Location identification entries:
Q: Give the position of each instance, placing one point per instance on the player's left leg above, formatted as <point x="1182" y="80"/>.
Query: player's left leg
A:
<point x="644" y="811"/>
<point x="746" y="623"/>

• _Written exercise_
Can you rewrite the data above, changing "left leg" to "right leg" and leaving everything else as it is?

• _Expected output_
Q: Give the position of each instance, placing one point per instance on the player's right leg above, formatted as <point x="1182" y="80"/>.
Query: player's right leg
A:
<point x="644" y="811"/>
<point x="746" y="623"/>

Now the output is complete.